_Travail à faire:_
[A] Recopiez tel quel l'entretien avec Roxanne Bouchard, tout le passage de « Roxanne Bouchard : Ma » jusqu'à « Même la mort ? ».
[B] Poursuivez, s'il vous plaît, l'entretien avec Roxanne Bouchard à partir de sa dernière phrase.

_Texte fourni:_
----

Depuis Whisky et paraboles en 2005, Roxanne Bouchard mène une triple vie. Professeure de niveau collégial, elle s’évertue à faire tomber ses étudiants amoureux de la littérature québécoise.
Fervente correspondante depuis longtemps, elle a publié En terrain miné, un échange de lettres reconstituées et enrichies avec le caporal Patrick Kègle, dont on a beaucoup parlé. Romancière, son registre balance avec bonheur entre la légèreté et la gravité. Rencontre avec une écrivaine qui prend l’engagement et le rire au sérieux.
Roxanne Bouchard : Ma famille m’a transmis assez vite merci le sens de l’autodérision. Pour moi, l’humour, c’est sacré. Pas celui des humoristes, plutôt l’humour au quotidien, celui qui permet de désamorcer les problèmes et, à partir de là, de trouver des solutions. Il n’y a pas assez d’humour dans la littérature actuelle au Québec et j’ai envie de travailler cette veine-là. Par exemple, dans Crématorium Circus, j’ai emprunté au genre du carnavalesque dans lequel on rit des autorités, de ce qui est sérieux, on tourne la hiérarchie à l’envers, à la bouffonnade.
Linda Amyot : Même la mort ?
R. B. : Je n’ai pas ironisé sur la mort, mais j’ai voulu me moquer gentiment de certains rituels funéraires un peu trop prétentieux. C’est pour ça que, dans mon roman, les morts semblent moins importants que l’occasion de faire un party pour épater la galerie. L’humour n’exclut donc pas le sérieux, mais quand je m’embarque dans des projets comme Crématorium Circus, de la série L’Orphéon, je le fais pour avoir du fun.
Y a-t-il une Roxanne Bouchard sérieuse et une Roxanne Bouchard qui tourne tout à la rigolade ?

----

_Informations affichées:_
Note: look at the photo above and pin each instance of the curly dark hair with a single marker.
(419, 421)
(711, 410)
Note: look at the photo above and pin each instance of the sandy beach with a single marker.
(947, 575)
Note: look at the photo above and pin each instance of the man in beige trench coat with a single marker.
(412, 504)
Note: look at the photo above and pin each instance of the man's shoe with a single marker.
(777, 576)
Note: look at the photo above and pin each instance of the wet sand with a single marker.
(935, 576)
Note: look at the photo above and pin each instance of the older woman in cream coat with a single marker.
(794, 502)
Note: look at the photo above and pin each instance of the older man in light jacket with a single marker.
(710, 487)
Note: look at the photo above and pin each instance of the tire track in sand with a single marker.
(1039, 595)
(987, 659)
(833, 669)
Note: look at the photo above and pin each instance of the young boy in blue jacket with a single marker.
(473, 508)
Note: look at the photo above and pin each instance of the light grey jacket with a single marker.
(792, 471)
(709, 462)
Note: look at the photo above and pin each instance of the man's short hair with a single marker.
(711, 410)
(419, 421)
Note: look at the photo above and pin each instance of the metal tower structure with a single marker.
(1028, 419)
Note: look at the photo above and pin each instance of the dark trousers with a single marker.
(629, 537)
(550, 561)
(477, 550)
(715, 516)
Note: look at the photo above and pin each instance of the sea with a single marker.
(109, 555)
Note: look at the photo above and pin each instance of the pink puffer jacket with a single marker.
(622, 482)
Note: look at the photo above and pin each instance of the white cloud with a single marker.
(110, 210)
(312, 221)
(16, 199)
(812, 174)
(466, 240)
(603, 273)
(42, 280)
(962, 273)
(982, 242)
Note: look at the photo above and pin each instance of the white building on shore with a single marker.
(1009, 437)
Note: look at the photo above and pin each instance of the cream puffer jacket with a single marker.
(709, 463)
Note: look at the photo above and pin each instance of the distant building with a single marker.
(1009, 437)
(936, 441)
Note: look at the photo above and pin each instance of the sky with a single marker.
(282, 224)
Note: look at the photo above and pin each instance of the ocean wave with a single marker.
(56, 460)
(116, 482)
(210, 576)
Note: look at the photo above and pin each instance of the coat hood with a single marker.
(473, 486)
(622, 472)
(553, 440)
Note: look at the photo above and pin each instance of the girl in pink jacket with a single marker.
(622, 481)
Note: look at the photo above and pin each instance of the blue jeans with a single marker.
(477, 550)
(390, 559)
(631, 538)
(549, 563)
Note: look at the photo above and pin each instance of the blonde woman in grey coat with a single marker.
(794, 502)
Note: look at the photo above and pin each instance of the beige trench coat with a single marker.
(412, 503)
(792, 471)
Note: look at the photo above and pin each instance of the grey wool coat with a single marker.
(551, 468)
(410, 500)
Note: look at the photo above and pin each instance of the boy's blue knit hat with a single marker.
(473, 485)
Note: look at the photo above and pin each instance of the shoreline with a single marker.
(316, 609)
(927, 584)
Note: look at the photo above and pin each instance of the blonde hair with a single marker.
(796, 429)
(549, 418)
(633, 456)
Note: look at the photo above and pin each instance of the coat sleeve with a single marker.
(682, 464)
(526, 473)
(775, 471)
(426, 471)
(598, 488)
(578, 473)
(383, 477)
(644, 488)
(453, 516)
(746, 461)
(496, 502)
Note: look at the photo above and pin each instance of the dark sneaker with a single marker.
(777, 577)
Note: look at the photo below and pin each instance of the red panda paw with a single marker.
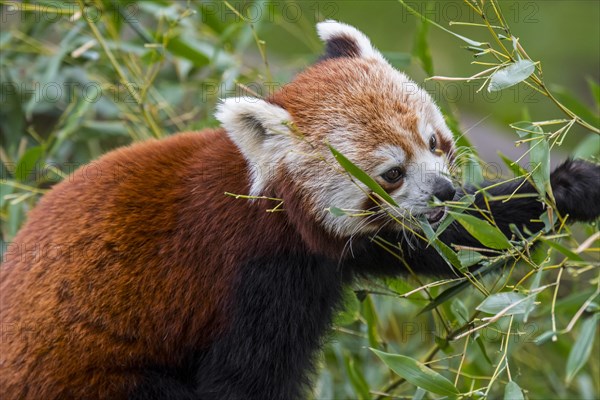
(576, 188)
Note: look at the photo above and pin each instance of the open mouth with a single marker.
(436, 215)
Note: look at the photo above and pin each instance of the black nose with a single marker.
(443, 189)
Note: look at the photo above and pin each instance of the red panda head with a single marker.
(355, 101)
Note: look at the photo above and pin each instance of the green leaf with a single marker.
(472, 172)
(362, 176)
(478, 339)
(511, 75)
(357, 379)
(512, 391)
(539, 154)
(589, 147)
(583, 347)
(469, 257)
(481, 230)
(370, 315)
(516, 169)
(417, 373)
(577, 106)
(28, 164)
(530, 302)
(460, 311)
(499, 301)
(539, 157)
(562, 249)
(446, 252)
(544, 337)
(595, 89)
(459, 287)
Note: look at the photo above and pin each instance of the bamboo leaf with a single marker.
(583, 347)
(511, 75)
(512, 391)
(417, 373)
(500, 301)
(357, 379)
(362, 176)
(481, 230)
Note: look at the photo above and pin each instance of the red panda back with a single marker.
(119, 236)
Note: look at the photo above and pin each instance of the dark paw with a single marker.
(576, 187)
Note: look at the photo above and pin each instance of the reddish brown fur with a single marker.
(359, 91)
(77, 311)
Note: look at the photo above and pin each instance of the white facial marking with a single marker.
(330, 29)
(260, 130)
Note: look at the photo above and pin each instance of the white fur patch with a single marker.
(260, 130)
(331, 29)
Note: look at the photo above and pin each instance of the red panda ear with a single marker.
(343, 40)
(261, 132)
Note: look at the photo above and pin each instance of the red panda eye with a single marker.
(432, 143)
(393, 175)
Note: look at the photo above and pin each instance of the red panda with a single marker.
(151, 283)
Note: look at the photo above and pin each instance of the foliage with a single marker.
(79, 79)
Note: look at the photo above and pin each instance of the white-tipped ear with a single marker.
(261, 131)
(342, 40)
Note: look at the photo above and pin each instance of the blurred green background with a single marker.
(74, 86)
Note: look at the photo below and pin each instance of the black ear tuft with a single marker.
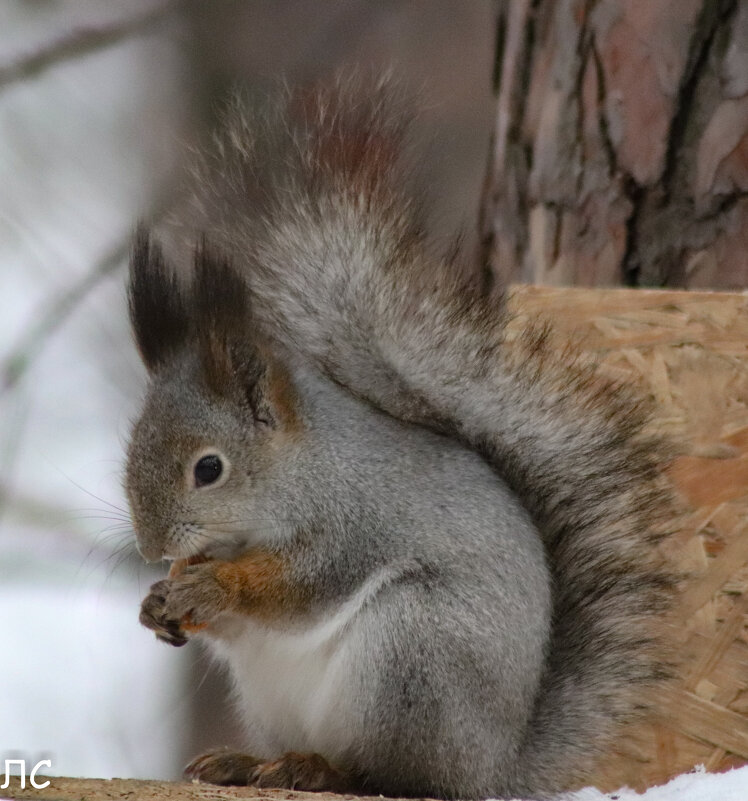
(229, 360)
(158, 310)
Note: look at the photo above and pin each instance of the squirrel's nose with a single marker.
(150, 552)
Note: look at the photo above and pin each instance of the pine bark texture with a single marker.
(620, 148)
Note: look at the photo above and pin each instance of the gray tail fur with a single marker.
(313, 202)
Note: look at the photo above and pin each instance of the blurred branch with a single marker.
(79, 42)
(18, 361)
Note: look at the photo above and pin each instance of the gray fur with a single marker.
(501, 697)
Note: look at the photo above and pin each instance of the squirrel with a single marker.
(426, 550)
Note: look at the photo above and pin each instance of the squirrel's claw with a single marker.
(153, 616)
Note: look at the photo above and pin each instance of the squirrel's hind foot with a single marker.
(291, 772)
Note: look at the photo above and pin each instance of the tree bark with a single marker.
(620, 147)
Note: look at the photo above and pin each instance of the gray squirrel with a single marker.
(425, 550)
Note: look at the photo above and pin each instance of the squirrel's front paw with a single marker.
(194, 597)
(153, 615)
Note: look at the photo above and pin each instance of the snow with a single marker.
(695, 786)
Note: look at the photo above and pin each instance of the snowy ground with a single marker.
(695, 786)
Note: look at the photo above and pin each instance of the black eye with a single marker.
(207, 470)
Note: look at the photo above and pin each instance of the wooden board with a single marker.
(690, 352)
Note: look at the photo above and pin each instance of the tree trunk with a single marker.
(620, 148)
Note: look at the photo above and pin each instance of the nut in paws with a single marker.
(194, 597)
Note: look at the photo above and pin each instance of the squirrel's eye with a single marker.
(207, 470)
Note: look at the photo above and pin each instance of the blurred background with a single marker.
(99, 103)
(592, 142)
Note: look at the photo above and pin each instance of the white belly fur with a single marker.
(293, 687)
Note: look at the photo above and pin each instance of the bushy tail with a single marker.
(340, 271)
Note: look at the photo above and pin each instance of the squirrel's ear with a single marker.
(230, 361)
(158, 310)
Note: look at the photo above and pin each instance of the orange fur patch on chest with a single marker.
(261, 583)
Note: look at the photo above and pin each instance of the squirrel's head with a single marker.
(206, 455)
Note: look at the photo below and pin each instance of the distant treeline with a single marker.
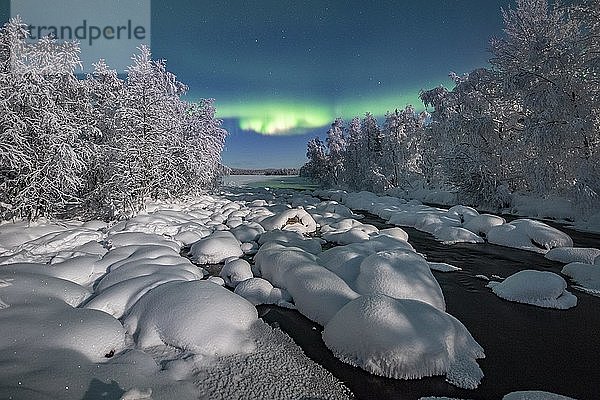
(268, 171)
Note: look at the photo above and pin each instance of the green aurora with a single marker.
(289, 117)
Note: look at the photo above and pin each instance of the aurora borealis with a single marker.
(281, 71)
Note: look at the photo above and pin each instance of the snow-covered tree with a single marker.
(355, 155)
(547, 64)
(402, 136)
(336, 144)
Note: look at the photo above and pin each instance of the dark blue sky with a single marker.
(286, 69)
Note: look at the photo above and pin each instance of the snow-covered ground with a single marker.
(162, 305)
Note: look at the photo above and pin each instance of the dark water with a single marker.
(526, 347)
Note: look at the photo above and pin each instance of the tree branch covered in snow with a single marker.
(99, 145)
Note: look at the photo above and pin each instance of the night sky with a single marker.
(281, 71)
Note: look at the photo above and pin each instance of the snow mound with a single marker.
(529, 235)
(173, 266)
(198, 316)
(345, 261)
(395, 232)
(297, 220)
(255, 290)
(454, 234)
(538, 288)
(399, 274)
(586, 275)
(216, 248)
(121, 239)
(443, 267)
(91, 333)
(405, 339)
(31, 288)
(535, 395)
(573, 254)
(78, 270)
(236, 271)
(43, 248)
(464, 213)
(248, 231)
(289, 238)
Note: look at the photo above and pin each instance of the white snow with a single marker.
(297, 220)
(535, 395)
(215, 248)
(198, 316)
(255, 290)
(539, 288)
(236, 271)
(443, 267)
(57, 325)
(481, 224)
(317, 292)
(18, 287)
(455, 234)
(567, 255)
(395, 232)
(289, 238)
(404, 338)
(587, 276)
(529, 235)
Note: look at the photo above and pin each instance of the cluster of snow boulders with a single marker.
(375, 296)
(458, 224)
(87, 309)
(583, 267)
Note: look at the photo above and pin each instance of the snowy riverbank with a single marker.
(169, 329)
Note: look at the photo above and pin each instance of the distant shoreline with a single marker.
(266, 171)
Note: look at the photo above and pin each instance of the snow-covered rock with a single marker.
(529, 235)
(56, 325)
(538, 288)
(443, 267)
(255, 290)
(587, 276)
(121, 239)
(198, 316)
(395, 232)
(297, 220)
(317, 292)
(404, 338)
(535, 395)
(481, 224)
(236, 271)
(248, 231)
(31, 288)
(455, 234)
(566, 255)
(294, 239)
(117, 299)
(399, 274)
(216, 248)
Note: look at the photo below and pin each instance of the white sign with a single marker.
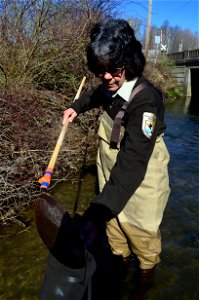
(157, 39)
(163, 48)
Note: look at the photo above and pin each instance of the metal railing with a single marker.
(184, 55)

----

_Tâches résolues:_
[A]
Roxanne Bouchard : Ma famille m’a transmis assez vite merci le sens de l’autodérision. Pour moi, l’humour, c’est sacré. Pas celui des humoristes, plutôt l’humour au quotidien, celui qui permet de désamorcer les problèmes et, à partir de là, de trouver des solutions. Il n’y a pas assez d’humour dans la littérature actuelle au Québec et j’ai envie de travailler cette veine-là. Par exemple, dans Crématorium Circus, j’ai emprunté au genre du carnavalesque dans lequel on rit des autorités, de ce qui est sérieux, on tourne la hiérarchie à l’envers, à la bouffonnade.
Linda Amyot : Même la mort ?

[B]
R. B. : Whisky et paraboles, Nous étions le sel de la mer et En terrain miné sont beaucoup plus intimes, plus proches de ce que je suis. Il y a une part de poésie, du moins je l’espère, dans ces livres-là. Il y a aussi une part d’étude : qui sommes-nous, les Québécois, qui sont les musiciens, les pêcheurs, les militaires, comment sont-ils en amour, avec leur famille ? Quand on m’offre des projets comme La gifle ou L’Orphéon, je n’ai pas envie de faire autant de recherches, je peux juste m’amuser. Il n’est pas toujours nécessaire de vouloir toujours faire de la grande littérature. Écrire, lire, ça peut aussi être drôle, un loisir, un divertissement. Un livre comme La gifle devrait juste permettre au lecteur de passer un bon moment, de rigoler avant de le laisser sur un banc d’autobus ou dans un café pour qu’un autre s’en empare et passe un bon moment à son tour.
Et on passe effectivement un très bon moment en se demandant où l’auteure est allée chercher ça.
R. B. : Quand j’ai commencé à écrire ce livre, j’examinais ma main en train de donner une gifle et je décortiquais le geste… C’est une blague, une fantaisie, ce livre-là. Je n’en revenais d’ailleurs pas quand les critiques en ont parlé. Je me disais : « Ben, voyons donc, ils prennent ben ça au sérieux ! »
Croyez-vous que c’est parce qu’on a besoin, à l’instar d’une bonne comédie de qualité comme La grande séduction, d’avoir des œuvres humoristiques de qualité en littérature ?
R. B. : Mon ami Louis Cornellier m’a suggéré d’adapter La gifle pour la scène en disant justement qu’on a besoin de théâtre d’été de qualité. J’aime beaucoup écrire des dialogues, mais je ne suis pas une dramaturge… Par contre, c’est vrai que j’aime créer des textes humoristiques ! Michel Vézina m’avait demandé si un jour j’allais écrire un autre roman dans le genre de La gifle. Je m’étais dit que je ferais quelque chose sur le cirque qui s’intitulerait : Qui a tué l’homme-canon ? Je pensais à une enquête policière sérieuse dans l’univers circassien. Finalement, c’est devenu le délire de Crématorium Circus. On dirait que j’ai besoin, à tous les deux livres, d’écrire un truc loufoque !
Tout en respectant le genre ?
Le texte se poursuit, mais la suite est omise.